## STATED TASK
Write out every line of the material exactly as it appears.

★ ★ ★

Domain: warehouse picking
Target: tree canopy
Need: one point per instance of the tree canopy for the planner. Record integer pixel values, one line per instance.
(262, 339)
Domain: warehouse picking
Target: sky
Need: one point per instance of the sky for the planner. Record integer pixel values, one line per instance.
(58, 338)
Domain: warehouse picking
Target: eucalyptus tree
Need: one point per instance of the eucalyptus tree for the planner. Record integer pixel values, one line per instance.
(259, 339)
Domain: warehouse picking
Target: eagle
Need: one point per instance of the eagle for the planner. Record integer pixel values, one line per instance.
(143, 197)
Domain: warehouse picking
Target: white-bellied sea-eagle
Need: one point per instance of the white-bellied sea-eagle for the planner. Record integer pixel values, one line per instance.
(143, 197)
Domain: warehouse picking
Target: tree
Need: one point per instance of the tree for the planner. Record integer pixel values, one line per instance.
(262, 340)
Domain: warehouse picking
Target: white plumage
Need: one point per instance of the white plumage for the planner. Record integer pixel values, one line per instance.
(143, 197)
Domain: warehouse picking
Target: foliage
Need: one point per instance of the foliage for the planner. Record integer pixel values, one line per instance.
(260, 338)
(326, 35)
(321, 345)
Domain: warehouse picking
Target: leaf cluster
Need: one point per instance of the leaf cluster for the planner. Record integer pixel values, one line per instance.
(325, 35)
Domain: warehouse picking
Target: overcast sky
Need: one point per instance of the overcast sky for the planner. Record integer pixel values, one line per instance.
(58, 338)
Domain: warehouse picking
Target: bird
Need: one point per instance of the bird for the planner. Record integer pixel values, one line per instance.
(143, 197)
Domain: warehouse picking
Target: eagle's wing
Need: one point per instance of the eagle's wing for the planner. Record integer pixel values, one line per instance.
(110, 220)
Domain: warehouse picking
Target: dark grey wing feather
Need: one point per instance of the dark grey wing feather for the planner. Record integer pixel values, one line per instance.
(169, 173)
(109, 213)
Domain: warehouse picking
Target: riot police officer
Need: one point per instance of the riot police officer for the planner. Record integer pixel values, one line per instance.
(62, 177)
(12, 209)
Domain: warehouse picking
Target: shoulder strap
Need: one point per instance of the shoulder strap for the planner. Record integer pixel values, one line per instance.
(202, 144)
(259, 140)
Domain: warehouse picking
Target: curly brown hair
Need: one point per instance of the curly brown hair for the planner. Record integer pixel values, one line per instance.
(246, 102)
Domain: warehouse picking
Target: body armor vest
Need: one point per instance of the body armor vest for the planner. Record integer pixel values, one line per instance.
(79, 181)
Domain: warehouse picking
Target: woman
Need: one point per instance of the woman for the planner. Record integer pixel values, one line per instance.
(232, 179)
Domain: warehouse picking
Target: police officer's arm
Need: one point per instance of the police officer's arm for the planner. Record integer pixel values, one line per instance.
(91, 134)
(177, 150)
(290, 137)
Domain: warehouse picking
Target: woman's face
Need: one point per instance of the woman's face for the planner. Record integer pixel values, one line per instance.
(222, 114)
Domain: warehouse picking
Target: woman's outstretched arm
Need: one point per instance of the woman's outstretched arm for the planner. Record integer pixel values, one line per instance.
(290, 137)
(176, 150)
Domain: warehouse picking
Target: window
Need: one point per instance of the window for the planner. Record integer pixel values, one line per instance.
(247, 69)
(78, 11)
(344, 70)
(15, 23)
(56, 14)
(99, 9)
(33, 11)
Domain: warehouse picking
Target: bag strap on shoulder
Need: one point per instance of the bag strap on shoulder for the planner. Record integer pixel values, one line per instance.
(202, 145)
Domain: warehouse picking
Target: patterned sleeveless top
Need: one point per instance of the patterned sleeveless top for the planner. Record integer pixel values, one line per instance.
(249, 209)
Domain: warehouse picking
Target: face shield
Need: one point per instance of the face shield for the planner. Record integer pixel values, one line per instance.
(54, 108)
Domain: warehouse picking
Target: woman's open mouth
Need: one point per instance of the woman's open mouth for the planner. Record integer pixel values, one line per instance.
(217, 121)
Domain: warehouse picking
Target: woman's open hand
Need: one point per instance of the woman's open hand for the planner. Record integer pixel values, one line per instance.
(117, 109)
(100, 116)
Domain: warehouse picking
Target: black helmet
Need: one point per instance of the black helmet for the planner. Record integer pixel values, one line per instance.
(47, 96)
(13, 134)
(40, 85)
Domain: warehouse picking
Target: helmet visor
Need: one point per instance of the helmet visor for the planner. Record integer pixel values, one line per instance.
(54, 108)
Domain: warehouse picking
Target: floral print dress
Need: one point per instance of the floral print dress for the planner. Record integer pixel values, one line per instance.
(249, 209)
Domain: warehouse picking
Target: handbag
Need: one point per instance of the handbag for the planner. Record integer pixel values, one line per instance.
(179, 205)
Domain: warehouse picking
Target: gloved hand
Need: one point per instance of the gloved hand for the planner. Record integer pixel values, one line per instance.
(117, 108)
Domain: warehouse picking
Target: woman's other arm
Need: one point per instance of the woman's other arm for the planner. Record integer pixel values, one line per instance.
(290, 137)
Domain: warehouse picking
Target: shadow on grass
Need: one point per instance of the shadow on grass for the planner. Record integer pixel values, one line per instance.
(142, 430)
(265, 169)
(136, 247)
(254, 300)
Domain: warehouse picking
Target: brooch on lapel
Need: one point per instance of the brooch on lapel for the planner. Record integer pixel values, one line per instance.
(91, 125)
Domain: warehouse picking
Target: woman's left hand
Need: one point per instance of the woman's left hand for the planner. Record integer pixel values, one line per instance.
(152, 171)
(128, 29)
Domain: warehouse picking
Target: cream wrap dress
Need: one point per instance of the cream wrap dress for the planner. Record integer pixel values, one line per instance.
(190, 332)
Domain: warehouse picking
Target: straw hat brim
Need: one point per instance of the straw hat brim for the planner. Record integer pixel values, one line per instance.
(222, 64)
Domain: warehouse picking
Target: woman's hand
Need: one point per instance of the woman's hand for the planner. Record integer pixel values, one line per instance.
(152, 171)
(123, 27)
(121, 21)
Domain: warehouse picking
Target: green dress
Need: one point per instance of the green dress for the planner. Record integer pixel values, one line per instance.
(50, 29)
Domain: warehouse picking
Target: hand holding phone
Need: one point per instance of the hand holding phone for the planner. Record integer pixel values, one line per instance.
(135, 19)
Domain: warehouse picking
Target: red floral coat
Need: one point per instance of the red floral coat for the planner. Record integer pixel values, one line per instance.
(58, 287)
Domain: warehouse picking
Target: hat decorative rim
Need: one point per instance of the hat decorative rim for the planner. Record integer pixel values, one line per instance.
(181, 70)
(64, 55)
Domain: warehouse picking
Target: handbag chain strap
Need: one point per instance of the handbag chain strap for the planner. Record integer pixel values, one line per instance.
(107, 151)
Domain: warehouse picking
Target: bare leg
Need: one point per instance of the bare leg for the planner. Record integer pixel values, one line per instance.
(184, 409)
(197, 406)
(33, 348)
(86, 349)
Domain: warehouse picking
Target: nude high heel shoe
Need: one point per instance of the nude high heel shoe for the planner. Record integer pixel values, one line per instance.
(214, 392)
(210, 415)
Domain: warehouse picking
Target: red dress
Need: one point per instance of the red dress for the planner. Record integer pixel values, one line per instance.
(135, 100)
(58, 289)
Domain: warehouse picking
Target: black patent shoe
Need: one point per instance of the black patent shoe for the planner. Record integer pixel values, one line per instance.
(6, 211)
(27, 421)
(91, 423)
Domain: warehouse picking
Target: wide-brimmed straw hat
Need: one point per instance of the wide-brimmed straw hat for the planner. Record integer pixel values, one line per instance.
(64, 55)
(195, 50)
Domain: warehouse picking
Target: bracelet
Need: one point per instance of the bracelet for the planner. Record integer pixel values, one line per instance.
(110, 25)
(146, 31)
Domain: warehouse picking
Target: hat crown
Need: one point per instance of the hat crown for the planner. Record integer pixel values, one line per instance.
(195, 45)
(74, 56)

★ ★ ★

## CORRECT OUTPUT
Domain: warehouse picking
Target: tree canopy
Need: one point per instance of the tree canopy for the planner. Record integer pixel values, one line per instance.
(262, 339)
Domain: warehouse picking
Target: sky
Need: one point per instance of the sky for the planner. Record integer pixel values, one line per instance.
(58, 338)
Domain: warehouse picking
Target: eucalyptus tree
Need: one point per instance of the eucalyptus tree for the planner. Record integer pixel values, one line per instance.
(259, 339)
Domain: warehouse picking
Target: eagle
Need: one point per instance of the eagle for the planner. Record integer pixel values, one line per instance.
(143, 197)
Domain: warehouse picking
Target: white-bellied sea-eagle
Need: one point per instance of the white-bellied sea-eagle for the planner. Record integer pixel values, one line per instance.
(143, 197)
Domain: warehouse picking
Target: tree
Need: one point per instance of the tree for the planner. Record integer pixel values, one line per instance.
(262, 340)
Domain: warehouse picking
Target: white plumage
Need: one point per instance of the white plumage for the planner. Record integer pixel values, one line per instance.
(143, 197)
Domain: warehouse picking
Target: foliage
Need: one point per instance of the foliage for the planner. Record integer pixel values, one line per instance.
(260, 338)
(326, 35)
(321, 345)
Domain: warehouse picking
Target: leaf cluster
Need: one point per instance of the leaf cluster for the planner. Record integer pixel values, one line per instance.
(325, 35)
Domain: warehouse picking
Target: overcast sky
Need: one point per instance of the overcast sky for the planner. Record integer pixel values, one line per instance.
(58, 338)
Domain: warehouse picking
Target: bird
Need: one point per instance of the bird for the planner. Record integer pixel values, one line per instance.
(143, 197)
Domain: warehouse picking
Target: eagle's wing
Need: one point per instance of the eagle's wing for the planner. Record integer pixel values, one line per instance.
(110, 220)
Domain: warehouse picking
Target: dark grey wing feather
Need: one point per instance of the dark grey wing feather for the planner. Record integer pixel values, one line per instance.
(169, 173)
(109, 213)
Domain: warehouse picking
Target: riot police officer
Need: one point per instance of the riot police officer for the planner. Record integer pixel values, one line per instance.
(62, 177)
(12, 209)
Domain: warehouse picking
Target: shoulder strap
Need: one point per instance of the shoulder strap for the planner. Record integer pixel values, one line per instance.
(202, 144)
(259, 140)
Domain: warehouse picking
Target: curly brown hair
Need: one point per instance of the curly brown hair for the planner. Record integer pixel values, one line per instance.
(246, 102)
Domain: warehouse picking
Target: body armor vest
Need: one point per instance of the body armor vest for the planner. Record integer pixel values, one line per instance.
(79, 181)
Domain: warehouse picking
Target: woman
Need: one point per instance of the woman for the planner. Record integer pixel values, one line per instance.
(232, 179)
Domain: warehouse picking
Target: police officer's arm
Need: one point per instance of the police officer's arm for the planner. Record integer pixel values, one line per instance.
(91, 134)
(177, 150)
(290, 137)
Domain: warehouse picking
Target: woman's face
Need: one point per instance of the woman's face for the planner. Record integer pixel values, one line per instance.
(222, 114)
Domain: warehouse picking
Target: woman's outstretched arm
Need: one point per instance of the woman's outstretched arm for the planner. Record integer pixel values, one line per instance.
(290, 137)
(176, 150)
Domain: warehouse picking
Target: window
Need: one point per instance of the window for the planner. Record integer pixel values, one line per instance.
(247, 69)
(78, 11)
(344, 70)
(15, 23)
(56, 14)
(99, 9)
(33, 11)
Domain: warehouse picking
Target: bag strap on shoulder
Need: one point per instance of the bag strap on shoulder for the planner. Record integer pixel values, one line per instance.
(202, 145)
Domain: warehouse picking
Target: patterned sleeveless top
Need: one point per instance of the patterned sleeveless top for the planner. Record integer pixel values, one line per instance.
(249, 209)
Domain: warehouse picking
Target: face shield
Need: one point per instance of the face shield for the planner. Record integer pixel values, one line per instance.
(54, 108)
Domain: warehouse picking
Target: woman's open mouth
Need: one point per instance of the woman's open mouth for the planner. Record integer pixel values, one line per instance.
(217, 121)
Domain: warehouse picking
Target: woman's open hand
Need: one point per instance of the woman's open hand for the planner. Record integer pixel values, one line per instance.
(117, 109)
(100, 116)
Domain: warehouse picking
Target: black helmet
Need: one point per instance of the black helmet for the planner. Record integer pixel values, one line per instance.
(47, 96)
(13, 134)
(40, 85)
Domain: warehouse picking
Target: helmet visor
Need: one point per instance of the helmet visor for the planner. Record integer pixel values, one line per instance.
(54, 108)
Domain: warehouse picking
Target: floral print dress
Need: one point per instance of the floral print dress for the planner. Record integer pixel values, one line per instance.
(249, 209)
Domain: warehouse picking
Target: handbag
Need: one point per instance of the handbag for the planner. Record integer pixel values, one line per instance.
(179, 205)
Domain: warehouse picking
Target: gloved hand
Need: one point per instance of the gloved hand for the planner. Record integer pixel values, one line per instance.
(117, 108)
Domain: warehouse picking
Target: woman's other arm
Need: one point per instance of the woman's other arm for the planner. Record integer pixel values, one line per instance.
(290, 137)
Domain: warehouse picking
Target: shadow on grass
Need: one point per instance of the shadow on grass for the planner. Record integer pixel values, one line per instance.
(142, 430)
(265, 169)
(136, 247)
(254, 300)
Domain: warehouse picking
Target: brooch on lapel
Need: one point per instance of the brooch on lapel for the planner. Record integer pixel values, one line per instance.
(91, 125)
Domain: warehouse picking
Target: woman's left hand
Need: one point per instance of the woman's left hand for the planner. Record integer pixel values, one line per instance.
(152, 171)
(128, 29)
Domain: warehouse picking
Target: cream wrap dress
Need: one point per instance of the cream wrap dress for the planner. Record integer pixel values, one line per instance.
(190, 332)
Domain: warehouse picking
Target: straw hat brim
Need: one point per instance of the straw hat brim for the planner. Record integer pixel values, one line per instance.
(222, 64)
Domain: warehouse picking
Target: woman's hand
Need: one point per instance of the woman's hand for the planner. Record integer pixel values, one line per instance.
(152, 171)
(123, 27)
(121, 21)
Domain: warehouse picking
Target: green dress
Need: one point per instance of the green dress for the planner. Record integer pixel values, one line per instance.
(50, 29)
Domain: warehouse picking
Target: hand holding phone
Need: one point per instance of the hand holding phone for the planner. Record integer pixel values, one line per instance.
(135, 19)
Domain: warehouse picking
Target: red floral coat
Need: one point per instance of the red floral coat for the planner. Record integer pixel values, one line per instance.
(58, 287)
Domain: warehouse picking
Target: hat decorative rim
Need: one point per instance of the hat decorative rim for the planner. Record integer pixel values, one line per instance.
(181, 70)
(64, 55)
Domain: warehouse picking
Target: handbag chain strap
Need: one point per instance of the handbag chain strap for the planner. Record integer pixel values, one line per instance.
(107, 151)
Domain: warehouse picking
Target: bare leg
Need: one point per instance of the bare leg for the planner. Record integer pixel values, one line per instance.
(184, 409)
(197, 406)
(33, 348)
(86, 349)
Domain: warehouse picking
Target: nude high heel shoe
Need: one point per instance of the nude high heel shoe for the planner. Record integer pixel values, one line per instance.
(214, 392)
(210, 415)
Domain: warehouse picking
Target: red dress
Need: one point per instance of the red dress for the planner. Record integer pixel values, one line per instance.
(135, 100)
(58, 289)
Domain: warehouse picking
Target: black patent shoe
Need: one point per instance of the black patent shoe for the planner. Record integer pixel values, one line per instance.
(6, 211)
(27, 421)
(91, 423)
Domain: warehouse picking
Target: wide-brimmed straw hat
Need: one point per instance of the wide-brimmed straw hat for the planner. Record integer pixel values, one line per instance.
(64, 55)
(195, 50)
Domain: warehouse picking
Target: bracelet
Need: one point per instance of the bracelet for the planner. Record integer pixel values, one line per instance.
(110, 25)
(146, 31)
Domain: warehouse picking
Target: hat crown
Need: one point per instance of the hat crown for the planner. Record integer pixel values, one line per instance.
(195, 45)
(74, 56)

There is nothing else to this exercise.